-- Start of Text provided --

Customize your website for Different Locales
Convert IP Addresses to Country Names for Web Page Localization
Introduction
Localization is one of the watch-words of the watchwords of the modern internet. The big sites like Google seem to do this almost effortlessly. They know where you live... Or, at least they know which country your ISP is from and tailor their services and the advertising they provide accordingly. Have you ever wondered how they do this? This tutorial will show you how it's done and will even enable you to provied the same kind of services for your own website! Have you thought of what you could do if you could target your content with some accuracy to varous people around the world. No longer would you be tied to a single market, you can finally leverage the true power of the internet to sell globally!
Like many web deveolpers I came into this area because I wanted to set-up stores that linked into both eBay and Amazon but that appealed to more than one market. The major driver was my eBay Misspelling Search Tool which allows users from most English-speaking territories to use the misspelling generation tool to search their local eBay stores for products that have been listed under incorrect spellings. This necessitates allowing for a number of countries (US, UK, Canada, Australia, India, Ireland). Originally I wrote this defaulting to the USA with the users chosing their country. But this was clunky and I wanted the interface to be as 'neat' as possible. As a result I developed this country assignment algorithm to automatically fill the correct country so that users automatically saw the results for their particular territories. For my Amazon Search and Price Comparison page I created an equivalent system using PERL to directe visitors to the appropriate localized version of Amazon.
As an example, look at the table below. It will show you your IP address as well as the country that IP maps to and the flag corresponding to the country. This was all done automatically as soon as you navigated to this page:
Your IP Information |
|---|
| Your IP address: 38.103.63.62 |
| Your numberical IP address: 644300606 |
| Your country name: UNITED STATES |
| Your country code: US |
As demonstrated in the table above I can actually glean a fair amount of information about your IP address quite easily. It's then possible to manipulate this information to do useful or interesting things (such as displaying the flag in the example above). Now that you've seen an example, I'll take you through precisely how the code was written so that you can, if you wish, do the same kind of thing for yourself.

-- End of Text provided --
-- Start of Raw records --

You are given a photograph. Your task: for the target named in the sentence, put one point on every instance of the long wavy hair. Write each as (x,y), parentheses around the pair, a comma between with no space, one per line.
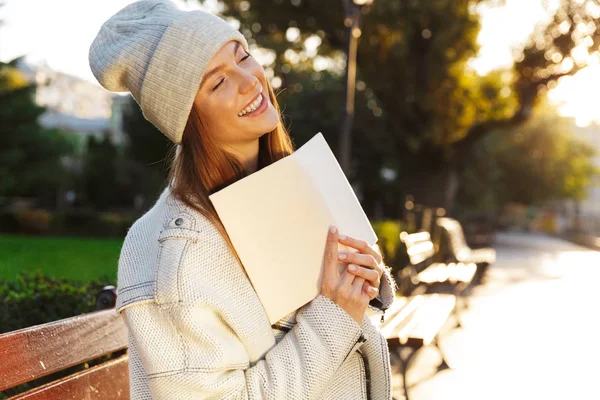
(199,167)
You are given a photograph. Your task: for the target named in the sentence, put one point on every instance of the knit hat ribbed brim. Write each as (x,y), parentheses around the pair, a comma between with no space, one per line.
(159,53)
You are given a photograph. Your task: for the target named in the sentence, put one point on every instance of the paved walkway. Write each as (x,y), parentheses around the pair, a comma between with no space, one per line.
(533,330)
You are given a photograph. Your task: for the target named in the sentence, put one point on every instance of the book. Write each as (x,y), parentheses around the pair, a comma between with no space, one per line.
(278,217)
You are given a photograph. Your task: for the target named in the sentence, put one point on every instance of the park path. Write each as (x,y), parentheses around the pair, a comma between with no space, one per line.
(533,330)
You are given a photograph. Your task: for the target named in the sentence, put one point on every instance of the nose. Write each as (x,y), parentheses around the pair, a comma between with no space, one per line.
(248,83)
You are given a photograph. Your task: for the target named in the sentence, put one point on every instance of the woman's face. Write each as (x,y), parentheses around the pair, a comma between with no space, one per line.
(229,98)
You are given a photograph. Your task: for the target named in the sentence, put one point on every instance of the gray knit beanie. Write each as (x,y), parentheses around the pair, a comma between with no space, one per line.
(159,53)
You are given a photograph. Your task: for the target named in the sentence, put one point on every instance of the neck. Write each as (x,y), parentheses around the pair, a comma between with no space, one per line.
(247,154)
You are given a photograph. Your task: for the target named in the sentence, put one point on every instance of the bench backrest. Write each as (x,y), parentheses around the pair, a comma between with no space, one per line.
(419,247)
(37,351)
(455,234)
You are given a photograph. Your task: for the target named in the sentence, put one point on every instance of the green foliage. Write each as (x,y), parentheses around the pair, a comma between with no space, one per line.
(431,109)
(540,161)
(75,258)
(30,157)
(34,298)
(33,221)
(100,172)
(392,249)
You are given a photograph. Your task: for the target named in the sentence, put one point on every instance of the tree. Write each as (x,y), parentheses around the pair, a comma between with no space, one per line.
(538,161)
(100,173)
(413,57)
(30,156)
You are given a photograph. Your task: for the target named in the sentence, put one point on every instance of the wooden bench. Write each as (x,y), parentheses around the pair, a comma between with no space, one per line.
(429,276)
(41,351)
(45,350)
(412,323)
(454,247)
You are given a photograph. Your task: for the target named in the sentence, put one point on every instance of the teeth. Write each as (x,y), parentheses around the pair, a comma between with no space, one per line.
(251,107)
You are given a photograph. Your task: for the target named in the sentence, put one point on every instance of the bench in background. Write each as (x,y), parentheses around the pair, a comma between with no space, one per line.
(454,248)
(413,323)
(39,351)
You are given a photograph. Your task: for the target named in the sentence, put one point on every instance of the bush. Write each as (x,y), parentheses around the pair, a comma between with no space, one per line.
(82,222)
(392,250)
(33,221)
(34,298)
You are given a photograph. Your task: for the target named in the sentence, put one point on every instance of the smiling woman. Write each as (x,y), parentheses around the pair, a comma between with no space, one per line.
(196,326)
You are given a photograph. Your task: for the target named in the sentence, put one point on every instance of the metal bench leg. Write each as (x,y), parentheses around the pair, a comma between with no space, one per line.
(444,364)
(404,364)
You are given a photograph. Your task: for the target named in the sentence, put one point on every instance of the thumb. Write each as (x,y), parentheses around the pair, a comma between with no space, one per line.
(330,260)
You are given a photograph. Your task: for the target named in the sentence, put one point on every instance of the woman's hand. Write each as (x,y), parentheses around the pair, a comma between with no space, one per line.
(365,264)
(343,287)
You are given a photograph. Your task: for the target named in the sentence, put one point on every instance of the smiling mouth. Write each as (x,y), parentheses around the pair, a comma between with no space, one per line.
(256,105)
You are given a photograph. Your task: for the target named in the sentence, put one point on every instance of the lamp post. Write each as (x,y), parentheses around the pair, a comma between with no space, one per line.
(352,9)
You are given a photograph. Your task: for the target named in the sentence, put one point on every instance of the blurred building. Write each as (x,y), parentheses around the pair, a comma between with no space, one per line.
(74,104)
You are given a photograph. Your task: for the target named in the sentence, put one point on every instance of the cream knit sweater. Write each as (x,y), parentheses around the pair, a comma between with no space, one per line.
(197,329)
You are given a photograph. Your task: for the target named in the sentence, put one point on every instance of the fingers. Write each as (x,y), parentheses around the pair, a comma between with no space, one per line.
(362,247)
(371,291)
(367,274)
(330,260)
(364,260)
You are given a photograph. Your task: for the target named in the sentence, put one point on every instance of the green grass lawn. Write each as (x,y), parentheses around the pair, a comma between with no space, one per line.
(73,258)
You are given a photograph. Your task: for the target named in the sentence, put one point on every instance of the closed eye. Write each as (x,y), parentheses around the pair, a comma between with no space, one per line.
(223,80)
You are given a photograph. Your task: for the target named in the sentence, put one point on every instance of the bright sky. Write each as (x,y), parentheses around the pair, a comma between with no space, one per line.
(60,32)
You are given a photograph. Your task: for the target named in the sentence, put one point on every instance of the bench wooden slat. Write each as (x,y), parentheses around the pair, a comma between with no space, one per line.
(420,252)
(453,273)
(37,351)
(109,380)
(415,320)
(430,318)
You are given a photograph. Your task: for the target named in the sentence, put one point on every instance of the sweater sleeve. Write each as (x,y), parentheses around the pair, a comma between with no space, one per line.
(190,352)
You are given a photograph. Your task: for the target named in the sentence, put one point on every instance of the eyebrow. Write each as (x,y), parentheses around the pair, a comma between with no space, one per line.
(218,67)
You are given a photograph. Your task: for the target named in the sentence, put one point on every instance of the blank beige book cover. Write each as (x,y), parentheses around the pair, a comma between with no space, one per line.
(277,219)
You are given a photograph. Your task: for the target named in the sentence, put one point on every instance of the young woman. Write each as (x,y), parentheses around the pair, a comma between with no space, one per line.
(197,329)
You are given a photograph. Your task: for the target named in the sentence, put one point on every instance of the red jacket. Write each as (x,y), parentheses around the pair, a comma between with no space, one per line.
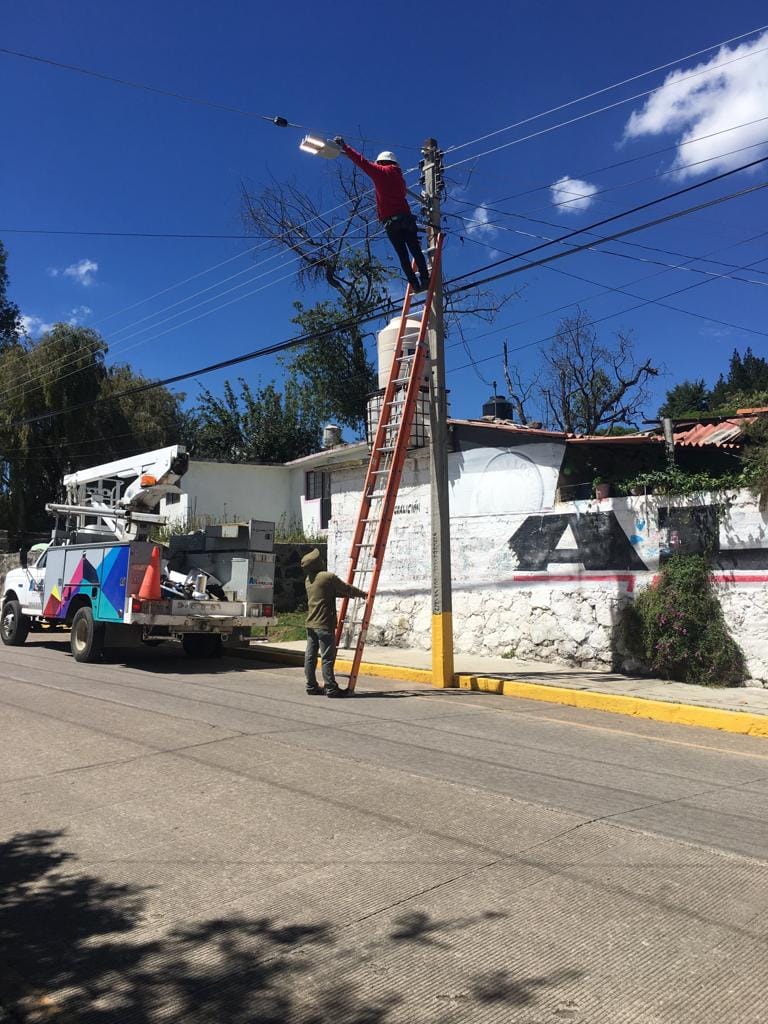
(388,181)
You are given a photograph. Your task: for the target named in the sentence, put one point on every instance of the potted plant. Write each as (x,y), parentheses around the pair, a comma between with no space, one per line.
(602,487)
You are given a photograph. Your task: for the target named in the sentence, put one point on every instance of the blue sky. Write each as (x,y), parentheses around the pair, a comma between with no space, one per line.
(84,155)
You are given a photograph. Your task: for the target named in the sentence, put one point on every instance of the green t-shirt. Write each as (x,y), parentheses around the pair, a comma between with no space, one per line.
(322,591)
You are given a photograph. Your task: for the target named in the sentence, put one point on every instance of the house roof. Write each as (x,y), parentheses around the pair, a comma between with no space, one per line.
(726,433)
(509,426)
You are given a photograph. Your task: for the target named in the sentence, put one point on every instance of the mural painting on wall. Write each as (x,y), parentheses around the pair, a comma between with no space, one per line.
(598,542)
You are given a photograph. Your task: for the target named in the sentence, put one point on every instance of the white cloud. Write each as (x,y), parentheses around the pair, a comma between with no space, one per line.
(478,225)
(711,102)
(35,326)
(79,313)
(571,195)
(83,271)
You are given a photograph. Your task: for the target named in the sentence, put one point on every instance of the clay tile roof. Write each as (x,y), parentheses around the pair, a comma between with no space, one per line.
(725,433)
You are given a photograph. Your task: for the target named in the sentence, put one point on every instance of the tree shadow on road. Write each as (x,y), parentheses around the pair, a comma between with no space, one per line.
(77,948)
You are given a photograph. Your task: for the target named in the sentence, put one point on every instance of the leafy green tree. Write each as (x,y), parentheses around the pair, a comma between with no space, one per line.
(689,398)
(747,381)
(339,253)
(257,426)
(676,627)
(66,370)
(10,321)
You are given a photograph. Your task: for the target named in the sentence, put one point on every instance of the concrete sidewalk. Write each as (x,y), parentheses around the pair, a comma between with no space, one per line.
(742,710)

-- End of Raw records --

◆ List of tasks:
1 > Answer these questions about the IP localization tutorial:
(a) What programming language did the author use for the Amazon Search and Price Comparison page?
(b) Which countries does the eBay Misspelling Search Tool allow for?
(c) What country code does the IP information table show?
2 > Transcribe the part of the IP localization tutorial starting at "As an example, look" and ending at "thing for yourself.".
The entries have no connection to the text.

◆ Results for each task:
1 >
(a) PERL
(b) US, UK, Canada, Australia, India, and Ireland
(c) US

2 >
As an example, look at the table below. It will show you your IP address as well as the country that IP maps to and the flag corresponding to the country. This was all done automatically as soon as you navigated to this page:
Your IP Information |
|---|
| Your IP address: 38.103.63.62 |
| Your numberical IP address: 644300606 |
| Your country name: UNITED STATES |
| Your country code: US |
As demonstrated in the table above I can actually glean a fair amount of information about your IP address quite easily. It's then possible to manipulate this information to do useful or interesting things (such as displaying the flag in the example above). Now that you've seen an example, I'll take you through precisely how the code was written so that you can, if you wish, do the same kind of thing for yourself.